*Written task:*
Could you print the entire convergence analysis section below, character for character?

*Source text:*
___
\section{Convergence Analysis}\label{sec:math}
%\osman{should we change the title to Convergence Analysis? Then, we need a new title for Section 5.2, which could be main results}
We prove that \textbf{\algname}~converges in Theorem \ref{thm:4}. We first outline our technical assumptions and then present our main results. All proof details can be found in Appendix \ref{sec:proof}.

\textbf{Assumptions.} Our analysis relies on the following  assumptions on the risk function and gradient estimates, which are common in the literature~\citep{marfoq2021federated, ghosh2020efficient, koloskova2020unified} and weaker than those of~\citet{ruan2022fedsoft}. % \carlee{define $F$, $F_i$, $f$ (we have only defined $F_s$ for cluster $s$)}:

\begin{assumption}\label{as:1}
(Strong convexity and smoothness) The risk function $F_s$ for each cluster $s$ is $L$-smooth and $\mu$-strongly convex. That is, for some $L>0$ and $\mu \geq 0$:
\begin{equation}
%\small
\begin{aligned}
    & \| \nabla F_s(\mathbf{x}) - \nabla F_s(\mathbf{y}) \| \leq L \|\mathbf{x} - \mathbf{y} \| ; \\
    & \nabla F_s (\mathbf{x})^T(\mathbf{y}-\mathbf{x}) + \frac{\mu}{2} \|\mathbf{y} - \mathbf{x}\|^2 \leq F_s(\mathbf{y}) - F_s(\mathbf{x})
\end{aligned}
\end{equation} % \carlee{where is $\mu$?}
\end{assumption}

\begin{assumption}\label{as:2}
(Bounded risk function) The risk function $F_s$ for each cluster $s$ is lower-bounded by some $F_{inf} > 0$, i.e., 
%\begin{equation}
    $F_s(\mathbf{x}) \geq F_{inf}$.
___
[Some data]
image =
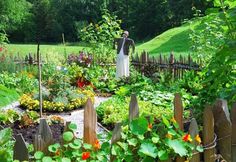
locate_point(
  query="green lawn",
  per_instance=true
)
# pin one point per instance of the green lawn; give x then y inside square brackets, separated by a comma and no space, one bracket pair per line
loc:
[57,49]
[175,39]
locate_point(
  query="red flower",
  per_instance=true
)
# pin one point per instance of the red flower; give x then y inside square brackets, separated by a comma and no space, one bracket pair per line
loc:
[150,126]
[187,138]
[97,145]
[85,155]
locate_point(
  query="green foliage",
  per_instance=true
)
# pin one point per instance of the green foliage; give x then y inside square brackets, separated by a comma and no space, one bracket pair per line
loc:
[101,36]
[7,95]
[6,145]
[21,82]
[208,39]
[116,110]
[9,116]
[151,140]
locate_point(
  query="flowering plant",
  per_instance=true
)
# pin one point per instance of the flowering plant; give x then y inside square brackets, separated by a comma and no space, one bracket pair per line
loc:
[142,140]
[83,59]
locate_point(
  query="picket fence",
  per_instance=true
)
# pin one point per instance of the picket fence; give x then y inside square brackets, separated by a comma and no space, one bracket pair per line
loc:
[176,67]
[218,134]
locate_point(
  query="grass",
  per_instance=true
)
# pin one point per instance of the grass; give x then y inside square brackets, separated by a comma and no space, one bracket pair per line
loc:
[175,40]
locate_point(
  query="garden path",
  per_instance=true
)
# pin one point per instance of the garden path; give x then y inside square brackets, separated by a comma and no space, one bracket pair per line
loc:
[76,116]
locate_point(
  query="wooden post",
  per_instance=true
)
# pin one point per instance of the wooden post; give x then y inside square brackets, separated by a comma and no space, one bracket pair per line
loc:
[20,150]
[208,134]
[223,128]
[178,110]
[233,136]
[44,137]
[40,82]
[90,123]
[178,114]
[194,131]
[133,108]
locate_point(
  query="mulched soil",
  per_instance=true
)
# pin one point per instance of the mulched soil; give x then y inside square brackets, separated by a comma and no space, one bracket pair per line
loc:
[30,131]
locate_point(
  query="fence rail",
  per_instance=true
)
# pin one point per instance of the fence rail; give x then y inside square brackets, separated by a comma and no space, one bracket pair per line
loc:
[149,65]
[218,131]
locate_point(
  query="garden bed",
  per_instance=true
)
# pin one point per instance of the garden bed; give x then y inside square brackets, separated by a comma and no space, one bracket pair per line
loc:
[28,132]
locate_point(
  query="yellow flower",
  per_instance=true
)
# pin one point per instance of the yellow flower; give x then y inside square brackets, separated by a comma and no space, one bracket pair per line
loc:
[198,139]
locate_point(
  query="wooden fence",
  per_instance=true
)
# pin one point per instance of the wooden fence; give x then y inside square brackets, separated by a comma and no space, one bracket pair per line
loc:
[219,131]
[149,65]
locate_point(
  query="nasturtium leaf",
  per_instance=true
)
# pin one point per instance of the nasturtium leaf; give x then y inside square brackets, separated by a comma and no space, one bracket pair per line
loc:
[172,132]
[178,147]
[53,148]
[65,160]
[155,139]
[165,121]
[139,126]
[68,136]
[132,141]
[5,135]
[199,148]
[47,159]
[148,149]
[72,126]
[38,155]
[163,155]
[87,146]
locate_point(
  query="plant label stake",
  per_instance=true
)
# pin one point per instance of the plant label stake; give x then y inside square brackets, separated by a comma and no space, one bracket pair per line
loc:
[40,82]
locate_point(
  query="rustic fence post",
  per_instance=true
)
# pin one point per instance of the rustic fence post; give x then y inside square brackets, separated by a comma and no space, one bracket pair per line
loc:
[194,131]
[90,123]
[133,108]
[233,136]
[223,128]
[44,137]
[171,65]
[20,150]
[178,115]
[208,134]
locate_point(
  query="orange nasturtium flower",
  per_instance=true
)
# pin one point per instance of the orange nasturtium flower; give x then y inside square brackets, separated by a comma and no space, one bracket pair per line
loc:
[168,136]
[85,155]
[97,145]
[198,139]
[150,126]
[187,138]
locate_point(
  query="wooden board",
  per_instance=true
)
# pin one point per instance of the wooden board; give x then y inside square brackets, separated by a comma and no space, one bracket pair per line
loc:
[194,131]
[90,123]
[208,134]
[223,128]
[233,136]
[20,150]
[133,108]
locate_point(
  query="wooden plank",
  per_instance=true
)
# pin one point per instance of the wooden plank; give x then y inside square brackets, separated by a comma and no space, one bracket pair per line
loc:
___
*Final result:*
\section{Convergence Analysis}\label{sec:math}
%\osman{should we change the title to Convergence Analysis? Then, we need a new title for Section 5.2, which could be main results}
We prove that \textbf{\algname}~converges in Theorem \ref{thm:4}. We first outline our technical assumptions and then present our main results. All proof details can be found in Appendix \ref{sec:proof}.

\textbf{Assumptions.} Our analysis relies on the following  assumptions on the risk function and gradient estimates, which are common in the literature~\citep{marfoq2021federated, ghosh2020efficient, koloskova2020unified} and weaker than those of~\citet{ruan2022fedsoft}. % \carlee{define $F$, $F_i$, $f$ (we have only defined $F_s$ for cluster $s$)}:

\begin{assumption}\label{as:1}
(Strong convexity and smoothness) The risk function $F_s$ for each cluster $s$ is $L$-smooth and $\mu$-strongly convex. That is, for some $L>0$ and $\mu \geq 0$:
\begin{equation}
%\small
\begin{aligned}
    & \| \nabla F_s(\mathbf{x}) - \nabla F_s(\mathbf{y}) \| \leq L \|\mathbf{x} - \mathbf{y} \| ; \\
    & \nabla F_s (\mathbf{x})^T(\mathbf{y}-\mathbf{x}) + \frac{\mu}{2} \|\mathbf{y} - \mathbf{x}\|^2 \leq F_s(\mathbf{y}) - F_s(\mathbf{x})
\end{aligned}
\end{equation} % \carlee{where is $\mu$?}
\end{assumption}

\begin{assumption}\label{as:2}
(Bounded risk function) The risk function $F_s$ for each cluster $s$ is lower-bounded by some $F_{inf} > 0$, i.e., 
%\begin{equation}
    $F_s(\mathbf{x}) \geq F_{inf}$.